(Stored records)
☆ ☆ ☆ ☆ ☆
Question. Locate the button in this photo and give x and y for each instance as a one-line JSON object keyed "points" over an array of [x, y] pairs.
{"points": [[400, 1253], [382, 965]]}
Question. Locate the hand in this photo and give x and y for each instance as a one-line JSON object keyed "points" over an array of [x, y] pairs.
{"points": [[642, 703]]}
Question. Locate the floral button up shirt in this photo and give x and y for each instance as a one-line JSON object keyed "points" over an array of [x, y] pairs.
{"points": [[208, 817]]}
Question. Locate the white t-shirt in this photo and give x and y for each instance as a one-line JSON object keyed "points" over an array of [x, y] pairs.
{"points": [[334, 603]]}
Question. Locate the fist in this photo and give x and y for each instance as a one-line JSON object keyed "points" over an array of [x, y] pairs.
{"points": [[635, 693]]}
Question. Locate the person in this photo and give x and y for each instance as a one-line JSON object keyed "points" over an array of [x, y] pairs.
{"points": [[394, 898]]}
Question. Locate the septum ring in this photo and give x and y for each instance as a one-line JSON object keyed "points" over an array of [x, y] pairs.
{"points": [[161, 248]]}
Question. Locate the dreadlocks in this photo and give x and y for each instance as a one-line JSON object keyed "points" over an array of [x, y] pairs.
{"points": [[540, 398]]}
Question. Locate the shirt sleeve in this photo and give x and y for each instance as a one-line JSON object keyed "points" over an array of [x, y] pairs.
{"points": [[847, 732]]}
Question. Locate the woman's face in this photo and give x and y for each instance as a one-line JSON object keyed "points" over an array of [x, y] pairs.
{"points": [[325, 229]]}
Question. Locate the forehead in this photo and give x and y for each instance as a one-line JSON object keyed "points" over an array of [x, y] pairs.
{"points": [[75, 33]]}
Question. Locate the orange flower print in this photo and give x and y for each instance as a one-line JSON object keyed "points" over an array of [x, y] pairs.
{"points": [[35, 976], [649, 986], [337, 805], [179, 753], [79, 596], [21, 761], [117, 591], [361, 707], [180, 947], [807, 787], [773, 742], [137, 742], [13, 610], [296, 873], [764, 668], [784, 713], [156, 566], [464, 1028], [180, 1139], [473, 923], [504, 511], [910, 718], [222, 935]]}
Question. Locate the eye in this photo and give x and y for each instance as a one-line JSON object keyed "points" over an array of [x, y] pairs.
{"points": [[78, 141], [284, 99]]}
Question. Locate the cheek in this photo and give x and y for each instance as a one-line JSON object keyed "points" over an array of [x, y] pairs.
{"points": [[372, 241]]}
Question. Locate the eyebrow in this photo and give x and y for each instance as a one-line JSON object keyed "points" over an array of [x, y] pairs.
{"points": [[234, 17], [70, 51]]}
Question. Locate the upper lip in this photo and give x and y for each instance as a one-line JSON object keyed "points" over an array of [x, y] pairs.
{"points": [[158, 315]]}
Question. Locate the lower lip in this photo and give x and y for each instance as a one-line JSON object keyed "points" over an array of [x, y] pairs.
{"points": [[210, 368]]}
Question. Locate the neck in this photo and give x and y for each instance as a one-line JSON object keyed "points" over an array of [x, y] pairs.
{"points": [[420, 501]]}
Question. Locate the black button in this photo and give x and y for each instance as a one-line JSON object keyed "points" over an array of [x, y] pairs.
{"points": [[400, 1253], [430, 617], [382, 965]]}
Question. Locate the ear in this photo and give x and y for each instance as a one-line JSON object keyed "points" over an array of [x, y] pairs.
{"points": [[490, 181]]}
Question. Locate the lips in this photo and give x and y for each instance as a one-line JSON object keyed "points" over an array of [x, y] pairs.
☆ ☆ ☆ ☆ ☆
(Activity) Output all of the records, keeping every word exact.

(Result of the exercise)
Question. Locate the button in this photo and give x and y for each instance as a one-line JSON object keyed "points" over an array of [x, y] pairs.
{"points": [[400, 1253], [382, 965]]}
Question. Locate the hand in this photo and give x and y for each instance as a one-line JSON object keyed "points" over an array of [x, y] pairs.
{"points": [[642, 703]]}
Question. Locate the floral button up shirt in this photo and give x and y for each instance as a one-line JSON object keyed "points" over an array of [x, y] pairs.
{"points": [[208, 817]]}
Question. Locate the white t-shirt in this photo and give x and y for each instance as a one-line JSON object keyed "points" over an array of [x, y] pairs.
{"points": [[334, 603]]}
Question. Locate the fist in this photo and give x and y for each instance as a one-line JSON object keyed "points" over an array of [x, y] pairs.
{"points": [[635, 693]]}
Question. Locate the person in this photo and give x and y for each instance as a one-line JSON object keyed "points" over an array of [x, y] pairs.
{"points": [[394, 898]]}
Question. Locate the septum ring in this photo and give x and y for each instance as a one-line JSON object keyed "points" over an array of [x, y] pairs.
{"points": [[161, 248]]}
Question. Locate the dreadlocks in this photo and give x and y for each instance as a one-line JSON object keyed "points" over an array of [x, y] pairs.
{"points": [[540, 398]]}
Question. Locate the shirt sleeve in this photo and give x and y for each instance as a one-line JSON object keyed "points" over an array of [x, y] pairs.
{"points": [[847, 732]]}
Question. Locate the woman's face in this photo and give x and y for each instance as a one-line JSON object keyed "points" over an array of [x, y] pairs.
{"points": [[325, 229]]}
Question. Locate the forehead in this photo and give x and y for each instance as a one-line JSON object keyed "points" over an array of [x, y] pairs.
{"points": [[75, 33]]}
Question. Locate the orange flower print in this photo and give x and y for each instance as a one-line JSON object keyed "points" over an array of [x, y] pairs.
{"points": [[35, 976], [649, 986], [337, 805], [179, 753], [79, 596], [21, 761], [117, 591], [361, 707], [180, 947], [807, 787], [773, 742], [137, 742], [13, 610], [296, 873], [764, 668], [784, 713], [156, 566], [464, 1028], [180, 1139], [473, 923], [504, 511], [910, 718], [222, 935]]}
Question. Locate the eye in this photo and give x and y for each instance as a one-line JSON object keyed "points" over an array of [x, y] pairs.
{"points": [[78, 141], [284, 99]]}
Question. Locate the cheek in this photo and give x and y for each instance as a one-line JSON object keyed "points" over an array of [x, y] pairs.
{"points": [[372, 241]]}
Question. Locate the eyebrow in this photo and give x and y for each instance as a one-line JSON object keyed "points" over an array of [x, y] pairs.
{"points": [[234, 17], [70, 51]]}
Question. Locate the upper lip in this photo and give x and y for each instance as a one-line JSON object keyed "points" over an array of [x, y] pairs.
{"points": [[158, 315]]}
Question. Locate the lower lip in this photo and give x and y for each instance as a one-line JSON object keyed "points" over an array of [x, y] pairs.
{"points": [[210, 368]]}
Question. Locate the neck in this photo and give x and y for each instance as a one-line JSON object keyed "points" over an array of [x, y] pairs.
{"points": [[420, 501]]}
Question. Locate the black button in this photo and give x and y for each instance as a one-line JSON object keyed "points" over an array of [x, y] pairs.
{"points": [[400, 1253], [430, 617], [382, 965]]}
Question. Locate the ear in this photo and give x and y for each instance as a one-line JSON object keyed "points" over an array of [x, y] pairs.
{"points": [[490, 181]]}
Question. Locate the lips in this photo and give x and y for each instance as a one-line JSON object keyed "points" over an array of [x, y] pairs.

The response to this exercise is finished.